**Problem statement:** Exclude the images and repeat all remaining entries exactly.

......

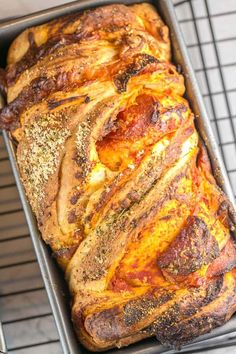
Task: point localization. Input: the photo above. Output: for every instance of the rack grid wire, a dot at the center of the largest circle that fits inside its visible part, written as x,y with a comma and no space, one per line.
209,31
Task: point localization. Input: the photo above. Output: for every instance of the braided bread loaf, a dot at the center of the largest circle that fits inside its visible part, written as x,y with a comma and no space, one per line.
118,179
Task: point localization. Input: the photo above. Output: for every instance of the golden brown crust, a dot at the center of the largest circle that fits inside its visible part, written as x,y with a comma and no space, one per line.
119,181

......

**Answer to this task:**
Task: point localization. Input: the photo above. Output: for every instance of the rack grid wire, a dot at the center of the largest circle that fits inside its visible part, written as x,y with a comma and no space, one per line.
209,31
Task: point localization. Input: the photo above. Output: for every instance of the braided bread loaf, a dot at the center of the largest circle that fits inside its visible part, written as x,y with a comma and no space, one per line.
118,179
Task: point localization. Input: the photo above. Output: for every instance of the golden brown crust, a dot at the center of the largest circle that fits inside its visible part, written as x,y with a comma and no space, one per line.
119,181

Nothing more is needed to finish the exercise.